Page text:
* * *
SAN DIEGO (KGTV) - Voter turnout is expected to be high in the election to recall California Governor Gavin Newsom.
Roughly 42% of registered voters in San Diego county cast their ballot by September 13th.
More than 830 thousand mail ballots are already being processed, while roughly 12,000 people voted in person at early voting locations, according to Cynthia Paes, Interim Registrar of Voters.
Turn out is expected to be around 70% compared with 67% during the 2003 gubernatorial recall election.
There are 221 voting locations and 131 mail ballot drop-off locations across the county.
The latest polls show the governor keeping his job, but Thad Kousser, a political science professor at UCSD, says republicans could still possibly pull ahead.
"What we saw in the 2020 election is that Republicans in CA now prefer to cast their ballots in person and, so as these vote centers have been opening up over the weekend and through election day, I think we'll see the next group of voters coming in more strongly Republican," said Kousser.
* * *
[Referring-expression pointing data]
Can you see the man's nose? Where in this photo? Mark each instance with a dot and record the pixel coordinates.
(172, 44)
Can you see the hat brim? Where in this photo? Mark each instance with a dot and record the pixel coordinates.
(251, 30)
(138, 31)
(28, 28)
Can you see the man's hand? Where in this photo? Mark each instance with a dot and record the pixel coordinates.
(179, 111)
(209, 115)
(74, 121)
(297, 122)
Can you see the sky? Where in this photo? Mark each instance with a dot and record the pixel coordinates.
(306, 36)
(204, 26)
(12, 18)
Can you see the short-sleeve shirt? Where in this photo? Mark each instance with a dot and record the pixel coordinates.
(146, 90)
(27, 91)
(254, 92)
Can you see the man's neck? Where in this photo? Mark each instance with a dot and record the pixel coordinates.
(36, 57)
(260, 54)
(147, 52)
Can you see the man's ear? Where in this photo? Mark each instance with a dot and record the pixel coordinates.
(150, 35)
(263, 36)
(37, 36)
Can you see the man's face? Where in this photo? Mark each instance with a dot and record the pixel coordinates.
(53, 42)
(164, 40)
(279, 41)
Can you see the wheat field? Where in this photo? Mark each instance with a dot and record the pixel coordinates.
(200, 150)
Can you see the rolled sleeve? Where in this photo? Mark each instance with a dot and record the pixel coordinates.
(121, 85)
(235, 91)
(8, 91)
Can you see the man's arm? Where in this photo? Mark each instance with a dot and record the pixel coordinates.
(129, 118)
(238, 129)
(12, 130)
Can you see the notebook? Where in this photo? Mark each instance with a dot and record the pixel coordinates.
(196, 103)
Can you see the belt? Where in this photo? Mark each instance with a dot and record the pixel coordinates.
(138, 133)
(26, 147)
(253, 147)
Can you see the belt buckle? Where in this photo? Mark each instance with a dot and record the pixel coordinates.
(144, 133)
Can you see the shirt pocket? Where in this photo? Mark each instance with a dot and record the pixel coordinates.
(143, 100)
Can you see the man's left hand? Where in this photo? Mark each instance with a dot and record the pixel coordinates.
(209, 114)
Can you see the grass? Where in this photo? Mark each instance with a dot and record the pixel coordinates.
* * *
Complete the following:
A - Translate this sentence from the recall turnout article into Spanish: "There are 221 voting locations and 131 mail ballot drop-off locations across the county."
B - Answer these from the recall turnout article:
(i) Roughly what share of registered voters in San Diego County had cast a ballot by September 13th?
(ii) What is Cynthia Paes's title?
(iii) What was turnout during the 2003 gubernatorial recall election?
C - Write the next paragraph of the article on San Diego County turnout in the Newsom recall, picking up after Kousser's quote.
The lines have no connection to the article on the recall election.

Responses for each task:
A - Hay 221 lugares de votación y 131 lugares para depositar boletas por correo en todo el condado.

B -
(i) Roughly 42%.
(ii) Interim Registrar of Voters.
(iii) 67%.

C -
Rachel Dehart cast her vote to recall the governor Monday at the Registrar of Voters. She and her family own a business. She said the governor's lockdowns went too far.
"We had to let them go in the first pandemic, and now we're just trying to survive. If there are any more mandates coming through, I don't know if San Diego will recover from this," said Dehart.
Leneldon Henderson also voted Monday at the ROV. He said he doesn't agree with everything the governor did, but he believes Newsom should stay in office.
"What could the man do? It was a health situation. I think he thought he was doing the best for the state, even though he didn't do what he was telling other people to do," said Henderson.
Regardless of the outcome, Henderson believes it is important to vote.
"I did my duty. One person, sometimes, can make the difference."